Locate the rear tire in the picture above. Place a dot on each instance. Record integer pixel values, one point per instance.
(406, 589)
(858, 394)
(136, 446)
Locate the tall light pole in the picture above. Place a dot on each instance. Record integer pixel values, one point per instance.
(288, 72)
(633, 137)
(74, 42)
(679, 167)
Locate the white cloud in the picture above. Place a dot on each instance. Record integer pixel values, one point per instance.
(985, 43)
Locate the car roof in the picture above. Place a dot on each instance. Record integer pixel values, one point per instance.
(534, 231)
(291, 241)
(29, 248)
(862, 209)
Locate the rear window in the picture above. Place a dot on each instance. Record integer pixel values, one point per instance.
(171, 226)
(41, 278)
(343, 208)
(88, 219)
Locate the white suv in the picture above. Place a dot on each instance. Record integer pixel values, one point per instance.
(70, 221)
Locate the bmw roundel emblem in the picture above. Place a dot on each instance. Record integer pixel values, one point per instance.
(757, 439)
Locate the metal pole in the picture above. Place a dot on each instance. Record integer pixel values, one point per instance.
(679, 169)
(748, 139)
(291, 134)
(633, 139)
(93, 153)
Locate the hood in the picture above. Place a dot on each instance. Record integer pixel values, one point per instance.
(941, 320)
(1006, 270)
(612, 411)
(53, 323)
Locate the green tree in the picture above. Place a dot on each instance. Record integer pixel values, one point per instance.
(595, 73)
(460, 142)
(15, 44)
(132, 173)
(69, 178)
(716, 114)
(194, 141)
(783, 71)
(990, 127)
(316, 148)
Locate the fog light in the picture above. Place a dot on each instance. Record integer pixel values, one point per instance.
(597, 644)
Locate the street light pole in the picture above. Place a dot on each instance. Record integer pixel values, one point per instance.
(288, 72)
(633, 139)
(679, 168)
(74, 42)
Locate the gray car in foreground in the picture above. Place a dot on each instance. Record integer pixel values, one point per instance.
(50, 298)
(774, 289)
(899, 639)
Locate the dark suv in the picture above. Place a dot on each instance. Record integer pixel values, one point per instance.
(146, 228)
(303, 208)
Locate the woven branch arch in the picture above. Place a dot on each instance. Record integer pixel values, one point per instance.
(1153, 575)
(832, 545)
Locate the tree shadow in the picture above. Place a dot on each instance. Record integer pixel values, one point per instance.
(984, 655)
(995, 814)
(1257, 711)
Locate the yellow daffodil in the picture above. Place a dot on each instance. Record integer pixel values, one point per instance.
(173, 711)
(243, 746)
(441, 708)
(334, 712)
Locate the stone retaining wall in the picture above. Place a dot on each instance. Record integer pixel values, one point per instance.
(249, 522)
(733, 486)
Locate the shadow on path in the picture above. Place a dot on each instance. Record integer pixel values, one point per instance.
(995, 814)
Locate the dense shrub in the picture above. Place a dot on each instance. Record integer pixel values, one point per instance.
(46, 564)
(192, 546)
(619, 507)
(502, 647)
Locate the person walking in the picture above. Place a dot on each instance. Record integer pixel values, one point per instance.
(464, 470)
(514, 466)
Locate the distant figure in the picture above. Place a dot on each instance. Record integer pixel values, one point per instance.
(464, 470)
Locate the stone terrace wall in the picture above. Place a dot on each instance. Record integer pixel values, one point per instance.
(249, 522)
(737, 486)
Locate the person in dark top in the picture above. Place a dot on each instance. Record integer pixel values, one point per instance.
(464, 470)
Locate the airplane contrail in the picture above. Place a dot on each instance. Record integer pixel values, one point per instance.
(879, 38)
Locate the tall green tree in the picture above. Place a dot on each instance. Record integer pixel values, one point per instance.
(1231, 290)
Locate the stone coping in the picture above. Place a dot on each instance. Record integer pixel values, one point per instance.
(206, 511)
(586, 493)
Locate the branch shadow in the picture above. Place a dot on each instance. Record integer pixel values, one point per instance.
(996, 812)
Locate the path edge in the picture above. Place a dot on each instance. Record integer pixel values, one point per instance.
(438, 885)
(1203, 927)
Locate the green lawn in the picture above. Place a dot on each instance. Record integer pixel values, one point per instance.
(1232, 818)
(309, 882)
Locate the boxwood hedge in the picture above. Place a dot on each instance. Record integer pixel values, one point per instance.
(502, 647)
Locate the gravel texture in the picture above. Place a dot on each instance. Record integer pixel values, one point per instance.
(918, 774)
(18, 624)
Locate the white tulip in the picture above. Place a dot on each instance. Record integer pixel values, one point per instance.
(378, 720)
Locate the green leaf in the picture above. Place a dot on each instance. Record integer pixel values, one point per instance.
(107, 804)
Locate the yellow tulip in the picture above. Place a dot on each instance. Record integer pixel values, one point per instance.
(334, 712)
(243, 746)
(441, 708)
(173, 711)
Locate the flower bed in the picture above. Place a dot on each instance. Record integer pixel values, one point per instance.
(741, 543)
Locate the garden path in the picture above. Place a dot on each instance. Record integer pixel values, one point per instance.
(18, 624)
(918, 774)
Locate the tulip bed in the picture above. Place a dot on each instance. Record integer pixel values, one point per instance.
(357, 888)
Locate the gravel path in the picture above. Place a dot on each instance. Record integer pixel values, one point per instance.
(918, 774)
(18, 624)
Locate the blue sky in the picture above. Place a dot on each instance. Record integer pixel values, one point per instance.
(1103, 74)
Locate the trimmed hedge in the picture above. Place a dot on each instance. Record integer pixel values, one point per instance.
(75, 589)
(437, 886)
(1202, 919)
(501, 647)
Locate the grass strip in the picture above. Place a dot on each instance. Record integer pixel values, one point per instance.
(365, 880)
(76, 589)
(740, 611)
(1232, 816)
▬▬▬
Reproduce all of the lines above, swapping every "Place a dot" for "Put a marker" and leaving everything else unchanged.

→ **Answer to this task**
Locate the rear tire in the picture above. Put a marker on each instance. Record integer pixel values, one point per instance.
(406, 589)
(858, 394)
(136, 446)
Locate the tall light pole in the picture above. Put a marker on each instance. Record integer pixel values, one point per instance.
(288, 72)
(633, 137)
(74, 42)
(679, 167)
Locate the white cloud in the picture above. Put a marker on each instance. Record integer pixel values, one point per instance.
(985, 43)
Locate the car roof in the picture above. Put a marker on each instance. Record integer pixel values, one point per instance.
(534, 231)
(291, 241)
(29, 248)
(862, 209)
Locate the rear window in the picture above. Put a marker on each instance. Record integer pixel values, one point per instance.
(171, 226)
(41, 278)
(343, 208)
(88, 219)
Locate the white suv in the picture above. Put a marker on each instance. Record integer pixel values, one point per instance.
(70, 221)
Locate the bmw roundel emblem in the picture above. Put a marker on each instance. Record integer pixel values, one point per instance.
(757, 439)
Locate the metal pole in the picture above. Put a marker on each instance. Record integer pixel values, one point per instance.
(679, 169)
(748, 139)
(291, 134)
(633, 139)
(93, 153)
Locate the hood in the picture above. Put a marker on each instance. Record integer pixel values, one point per instance.
(941, 320)
(1006, 270)
(612, 411)
(53, 323)
Locate the green tree in the picture above. Put a marker on each instance. Record integer pixel values, one point per instance.
(595, 73)
(460, 142)
(15, 44)
(132, 173)
(69, 178)
(716, 114)
(194, 141)
(783, 71)
(990, 127)
(316, 148)
Locate the fog light in the picture above. Put a marker on each instance. Record integer pixel values, one point per instance.
(597, 644)
Locate the street light pole in the picture above. Put a marker on each instance. Record integer pixel values, one point per instance.
(288, 72)
(633, 139)
(679, 168)
(74, 42)
Locate the gray car in foreground in the picture above. Put a marker on each instance. Record integer pixel values, one point per instance.
(50, 298)
(774, 289)
(899, 639)
Locate the dark suv in the picture above. Put a marker on each instance. Record integer pixel values, one point per instance.
(146, 228)
(303, 208)
Locate the woven branch arch in the picture above. Put a marker on each instance. Record integer pixel values, one point per instance.
(1153, 575)
(832, 545)
Locate the tree shadow in the picture above. Put a marker on each instance. Record integer pixel values, one point per instance.
(984, 655)
(995, 814)
(1257, 711)
Locate the yellow daffodil in the picture above. Put a marker on each instance. Record integer pixel values, one point per instance.
(173, 711)
(243, 746)
(441, 708)
(334, 712)
Locate the stone retaining wall in the picture above. Put a marker on each instance. Record integer pixel values, one point per instance.
(249, 522)
(733, 486)
Locate the shadow on path in the picture above. Put a marker on each instance. Record integer pixel values, one point per instance.
(995, 814)
Locate the dense shrub in the picture above. Put a marker on each instance. Record integer pixel values, one point per instance.
(46, 564)
(192, 546)
(619, 507)
(502, 647)
Locate the person walking in the picture above. Put a marker on each instance. Record integer pixel values, one point per instance.
(464, 470)
(514, 466)
Locate the distant figure in the picture above. Put a marker on each instance. Record integer pixel values, one point per instance.
(464, 470)
Locate the stone terrace wall in the picture above. Put a marker on each instance. Record integer pixel values, one point per instance.
(249, 522)
(737, 486)
Locate the person in dark top in the picture above. Put a marker on each instance. Record integer pixel values, one point per instance.
(464, 470)
Locate the airplane contrail in the picture above. Put a marker on each instance. Record integer pixel values, one point per instance.
(879, 38)
Locate the tall green tree in the picture above. Put a marker on each instance. Record integer pixel values, one point per instance.
(1231, 290)
Locate the stone coping in the picture above. Put a marker on each instance. Record integer pixel values, one point per instance.
(206, 511)
(586, 493)
Locate the branch shadow in the picture above. Put a marker on each instance. Record integer pixel values, one point per instance.
(996, 812)
Locate the path edge in the picture above. Put a marker on each instance. Record integer pixel values, one point per instance.
(438, 885)
(1203, 927)
Locate the green lawn in the picture above. Put a marker on each instance. Record integer pixel values, one point per instance.
(1232, 818)
(309, 882)
Locate the boxwood hedge in the picture above. Put a marker on each instance. Record integer pixel values, one point per instance.
(502, 647)
Locate the gravel texture in the picture above. Put a marker on each instance. Record integer pixel values, one point per instance.
(918, 774)
(18, 624)
Locate the white tulip in the picture above. Put a marker on each instance. Record integer pixel values, one point per instance.
(378, 720)
Locate the green leaf in the picture above. Put a marker on each instance. Record integer pixel values, one point per instance.
(107, 804)
Locate the yellow tulip in the picture above. Put a marker on each instance. Record integer pixel values, one point per instance.
(334, 712)
(243, 746)
(441, 708)
(173, 711)
Locate the flower bed in the picture above. Put a marker on each instance. Record integer pixel values, one point per instance.
(741, 543)
Locate the garden path in the picture above. Put a marker on each instance. Record integer pixel values, one point per instance.
(18, 624)
(918, 774)
Locate the tulip bed in the picture above. Put a marker on each instance. Record integer pixel values, one point per instance.
(357, 888)
Locate the gravel path in the picture above. Put a marker on each instance. Record integer pixel values, one point per instance.
(918, 774)
(18, 624)
Locate the blue sky in the picture above. Put a marker on each instance. Record integer pixel values, one point per instance.
(1103, 74)
Locate the trimmed hedge in the picture above. Put a marker on each instance. Record integer pixel values, one point per instance.
(75, 589)
(437, 886)
(1202, 919)
(501, 647)
Locate the grass strip in the picture above. Put a marker on each instance. Record integer pixel values, one point per instance.
(365, 880)
(76, 589)
(740, 611)
(1232, 816)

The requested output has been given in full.